#### Given exercise:
Rescale the stretch from the line containing "Please put a point on the wrist" through the end of the material below. Write out every one of those lines again, requests included, with each point coordinate in the answers multiplied by 2 and rounded to a whole number, halves up.
── Dataset records ──
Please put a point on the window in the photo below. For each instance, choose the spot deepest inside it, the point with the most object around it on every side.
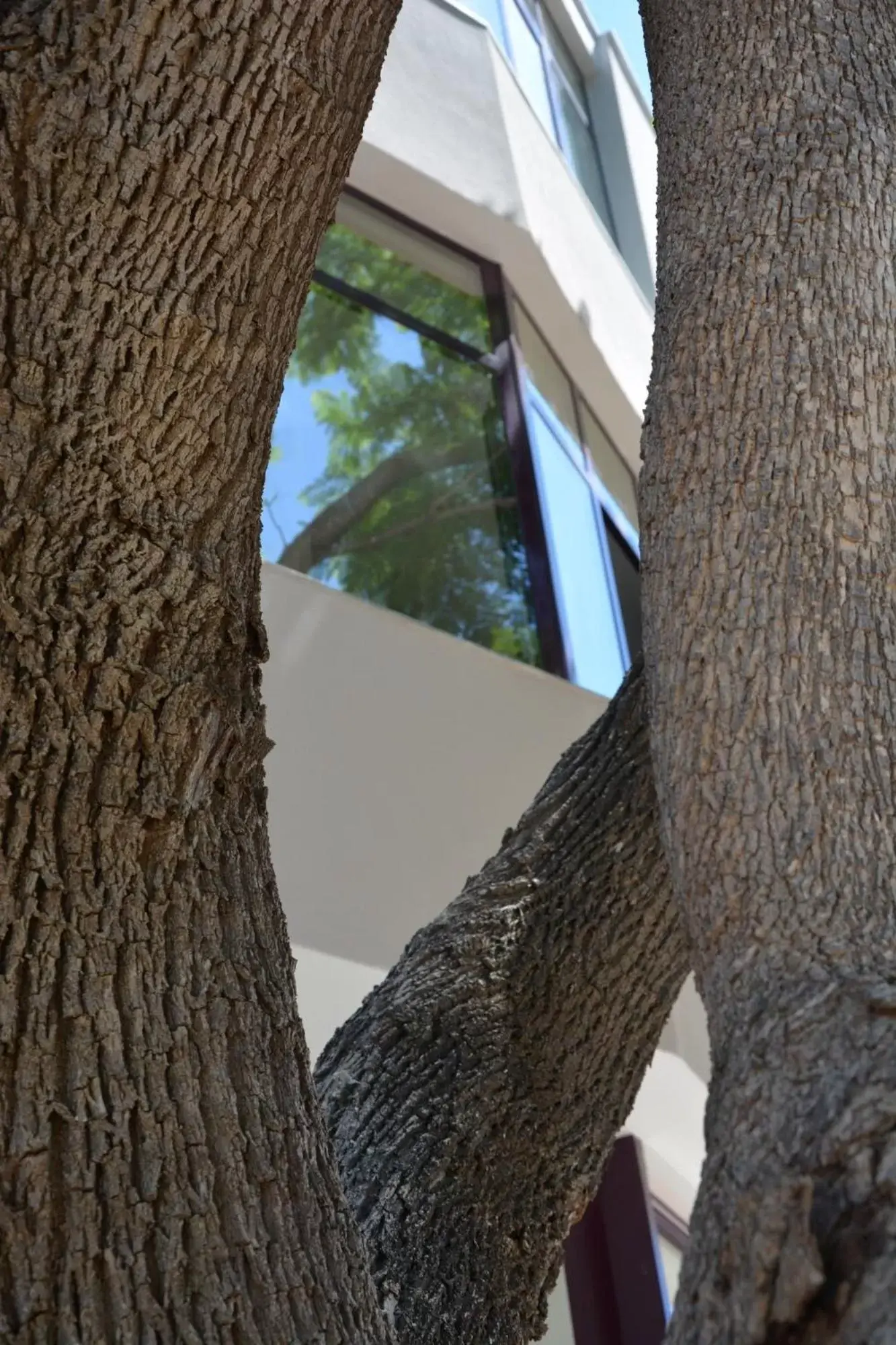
(589, 613)
(589, 512)
(391, 475)
(614, 1274)
(576, 137)
(545, 372)
(671, 1241)
(490, 11)
(529, 64)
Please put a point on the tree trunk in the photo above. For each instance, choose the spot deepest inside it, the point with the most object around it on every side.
(166, 174)
(767, 523)
(475, 1096)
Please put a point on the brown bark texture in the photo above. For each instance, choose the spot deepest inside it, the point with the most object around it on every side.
(475, 1096)
(770, 548)
(166, 173)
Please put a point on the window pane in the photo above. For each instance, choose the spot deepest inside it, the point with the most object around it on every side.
(396, 264)
(579, 566)
(579, 147)
(528, 63)
(608, 465)
(565, 61)
(391, 479)
(544, 371)
(628, 591)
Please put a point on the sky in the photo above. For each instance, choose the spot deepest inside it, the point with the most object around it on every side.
(622, 18)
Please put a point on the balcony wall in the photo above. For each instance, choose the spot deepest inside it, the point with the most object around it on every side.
(400, 758)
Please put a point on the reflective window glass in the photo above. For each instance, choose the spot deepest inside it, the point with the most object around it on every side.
(529, 65)
(391, 478)
(608, 465)
(579, 563)
(374, 254)
(579, 147)
(544, 372)
(490, 11)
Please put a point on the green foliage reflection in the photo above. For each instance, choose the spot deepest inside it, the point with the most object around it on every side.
(416, 508)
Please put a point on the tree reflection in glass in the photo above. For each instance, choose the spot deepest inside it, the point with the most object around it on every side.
(391, 477)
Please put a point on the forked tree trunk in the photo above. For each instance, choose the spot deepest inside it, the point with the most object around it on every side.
(770, 539)
(475, 1096)
(166, 173)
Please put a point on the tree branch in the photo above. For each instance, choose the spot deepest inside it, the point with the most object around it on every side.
(321, 537)
(474, 1098)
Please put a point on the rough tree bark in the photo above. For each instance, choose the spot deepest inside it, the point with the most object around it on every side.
(770, 544)
(166, 173)
(475, 1096)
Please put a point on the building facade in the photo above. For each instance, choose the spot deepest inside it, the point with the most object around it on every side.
(451, 579)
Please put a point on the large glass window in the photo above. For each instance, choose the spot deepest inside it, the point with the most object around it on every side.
(391, 477)
(529, 64)
(490, 11)
(580, 563)
(608, 465)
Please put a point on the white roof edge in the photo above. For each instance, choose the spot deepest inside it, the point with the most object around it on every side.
(619, 52)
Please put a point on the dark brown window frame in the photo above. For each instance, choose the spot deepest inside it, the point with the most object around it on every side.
(611, 1260)
(505, 362)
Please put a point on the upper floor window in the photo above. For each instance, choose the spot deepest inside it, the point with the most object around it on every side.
(555, 87)
(391, 475)
(588, 502)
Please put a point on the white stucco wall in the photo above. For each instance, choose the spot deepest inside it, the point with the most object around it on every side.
(452, 143)
(401, 757)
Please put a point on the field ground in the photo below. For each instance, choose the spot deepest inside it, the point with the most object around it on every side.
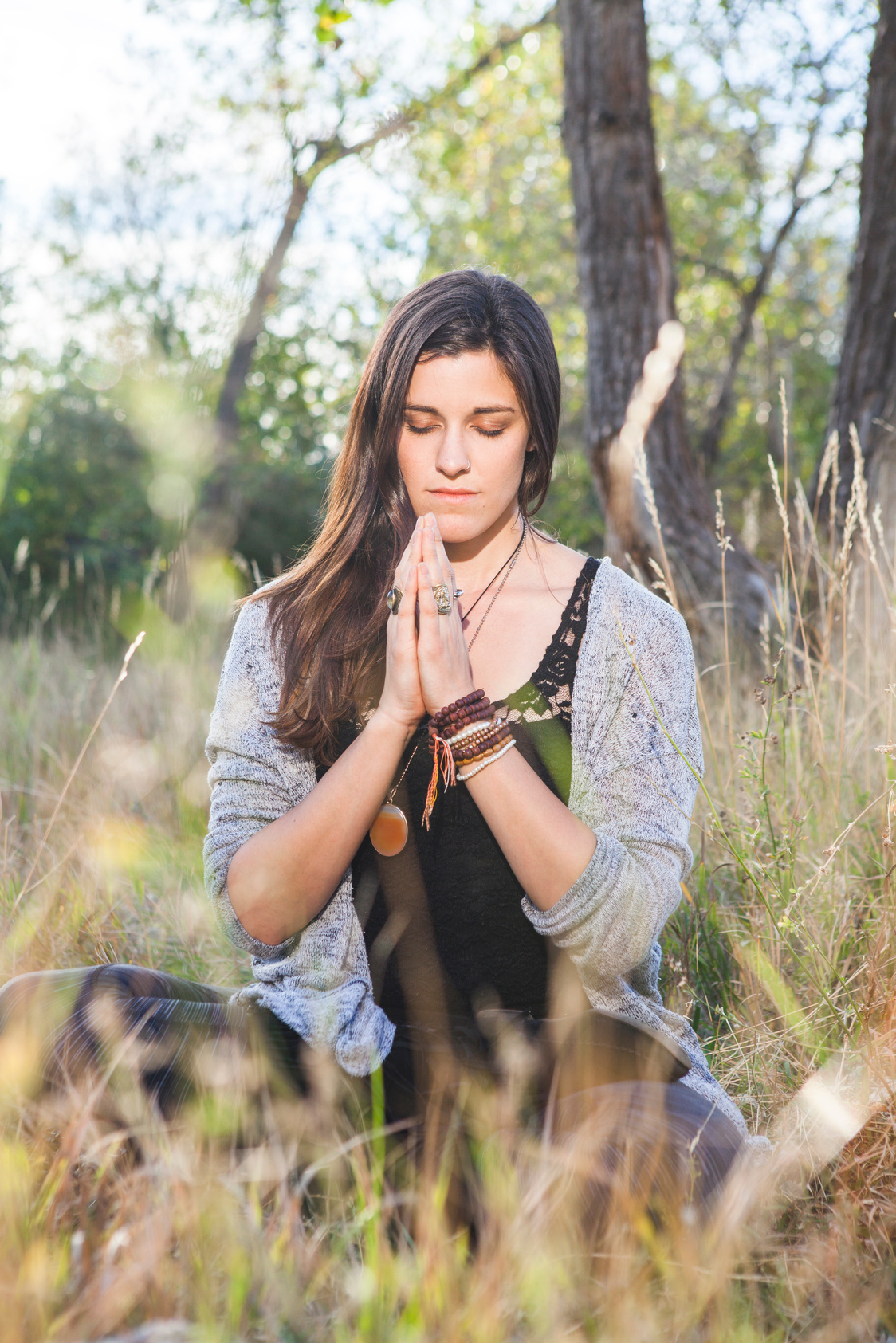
(258, 1217)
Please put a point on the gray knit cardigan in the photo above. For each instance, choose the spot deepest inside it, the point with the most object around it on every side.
(637, 756)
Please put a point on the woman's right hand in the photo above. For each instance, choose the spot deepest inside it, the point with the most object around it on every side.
(402, 699)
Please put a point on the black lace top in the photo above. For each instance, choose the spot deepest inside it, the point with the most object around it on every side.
(449, 905)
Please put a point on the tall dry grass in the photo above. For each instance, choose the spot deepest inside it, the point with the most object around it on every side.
(257, 1215)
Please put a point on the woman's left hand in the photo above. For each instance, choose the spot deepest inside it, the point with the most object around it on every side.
(441, 646)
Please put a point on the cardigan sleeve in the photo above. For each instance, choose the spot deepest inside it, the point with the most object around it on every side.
(635, 776)
(253, 779)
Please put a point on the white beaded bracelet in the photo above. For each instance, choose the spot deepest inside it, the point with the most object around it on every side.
(472, 728)
(462, 778)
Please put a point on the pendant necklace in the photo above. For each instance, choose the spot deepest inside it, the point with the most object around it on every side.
(388, 833)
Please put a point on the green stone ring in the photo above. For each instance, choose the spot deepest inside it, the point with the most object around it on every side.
(442, 599)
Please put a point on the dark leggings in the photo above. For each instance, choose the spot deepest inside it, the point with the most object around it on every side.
(666, 1138)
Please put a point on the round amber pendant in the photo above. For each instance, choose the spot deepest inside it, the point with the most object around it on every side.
(388, 833)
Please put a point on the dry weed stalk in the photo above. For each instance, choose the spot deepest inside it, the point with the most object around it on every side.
(262, 1215)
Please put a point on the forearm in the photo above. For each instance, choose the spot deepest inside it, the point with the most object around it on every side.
(546, 845)
(285, 874)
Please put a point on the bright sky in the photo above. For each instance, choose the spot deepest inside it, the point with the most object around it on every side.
(69, 78)
(78, 84)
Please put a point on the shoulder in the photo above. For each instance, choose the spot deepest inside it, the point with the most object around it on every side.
(251, 661)
(627, 614)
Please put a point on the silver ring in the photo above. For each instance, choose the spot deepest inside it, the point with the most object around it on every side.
(442, 598)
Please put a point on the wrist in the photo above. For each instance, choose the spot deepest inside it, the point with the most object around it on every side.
(394, 728)
(450, 694)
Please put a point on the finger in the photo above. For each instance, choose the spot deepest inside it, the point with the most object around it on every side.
(406, 611)
(430, 556)
(445, 564)
(429, 610)
(410, 559)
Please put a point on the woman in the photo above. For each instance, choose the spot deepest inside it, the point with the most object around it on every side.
(512, 727)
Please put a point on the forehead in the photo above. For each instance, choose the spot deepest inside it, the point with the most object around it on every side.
(474, 378)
───
#### Right answer:
Please put a point on the wrist in the photo above. For each instance, choose the spot deepest inside it, the point with the most object around it on every side.
(788, 1456)
(900, 1388)
Please put a point on the finger in the photo above. For each instance, choose the spot deepest inside it, the point with the most object around it on every side.
(812, 1222)
(860, 1112)
(890, 1128)
(858, 1220)
(820, 1118)
Please put a point on the woman in the photo above. For each instance, choose the spot deepest inside it, the point with the most object around it on every side.
(1024, 1454)
Please put a point on the forehead in the photo above. For each instance, choose the spot deepest inside it, the point with the most object around it on every side.
(948, 756)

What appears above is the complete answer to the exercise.